WHAT TO PRODUCE: Each line of the material should be set down exactly. Pictures are not part of the copy.
-------- DATASET RECORDS --------
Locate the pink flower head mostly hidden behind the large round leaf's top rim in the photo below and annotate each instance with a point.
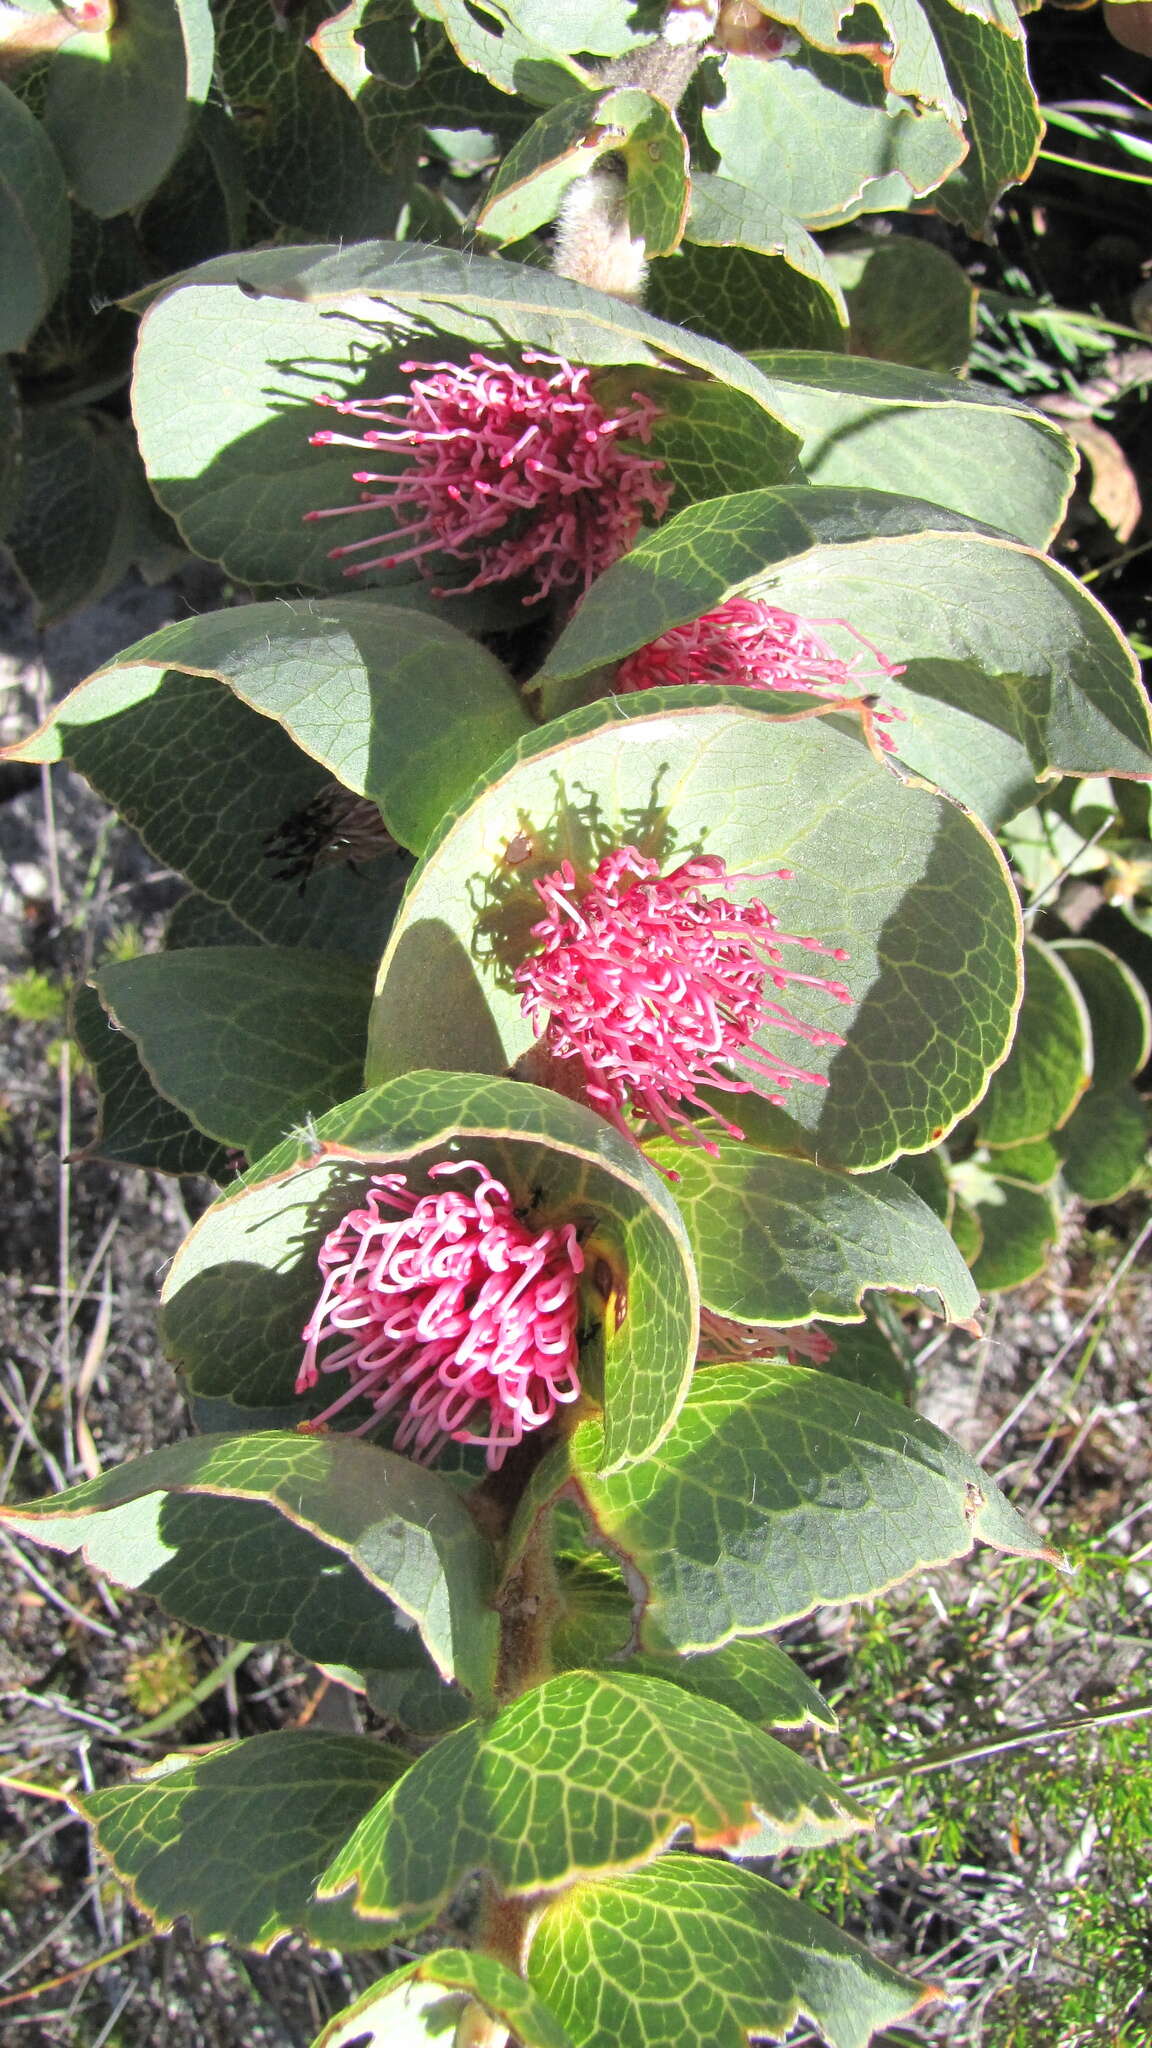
(753, 646)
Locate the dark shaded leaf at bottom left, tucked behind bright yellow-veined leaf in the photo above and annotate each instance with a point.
(235, 1842)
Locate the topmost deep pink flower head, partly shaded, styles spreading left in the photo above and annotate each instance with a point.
(511, 474)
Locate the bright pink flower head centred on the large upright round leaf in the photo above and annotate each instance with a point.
(657, 984)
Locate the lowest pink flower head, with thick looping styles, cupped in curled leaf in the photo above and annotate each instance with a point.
(450, 1308)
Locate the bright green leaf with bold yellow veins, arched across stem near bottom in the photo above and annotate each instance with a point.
(589, 1773)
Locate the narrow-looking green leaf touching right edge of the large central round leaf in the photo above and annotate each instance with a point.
(1051, 1064)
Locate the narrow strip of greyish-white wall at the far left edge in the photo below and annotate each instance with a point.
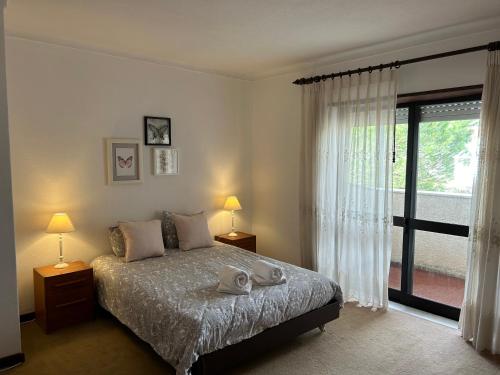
(10, 336)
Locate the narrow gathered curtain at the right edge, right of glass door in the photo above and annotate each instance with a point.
(480, 317)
--------
RESPONSE:
Locate the pink flower head mostly hidden behind the large round leaf's top rim in the photo below and annotate each instance with a point.
(753, 646)
Locate the dark shaded leaf at bottom left, tucked behind bright yellow-veined leaf in the photo above and annotate each instance with a point.
(235, 1842)
Locate the topmost deep pink flower head, partly shaded, styles spreading left in the photo above and annotate each instance with a point.
(511, 474)
Locate the bright pink flower head centred on the large upright round leaf in the photo above and annotate each instance with a point.
(657, 984)
Locate the lowest pink flower head, with thick looping styles, cupped in curled leaf in the photo above and annotate each instance with a point.
(450, 1308)
Locate the bright green leaf with bold yellow veins, arched across stem near bottom in the photo above and annotate each instance with a point.
(589, 1773)
Locate the narrow-looking green leaf touching right edge of the large central round leaf in the photo above and annotate each instance with a point.
(1051, 1064)
Locate the narrow strip of greyish-white wall at the far left edge in the photo below and annotate each instance with a point.
(10, 336)
Locate the narrow gathered curtain at the right edge, right of glass door in the photo above and annotate each instance with a point.
(480, 317)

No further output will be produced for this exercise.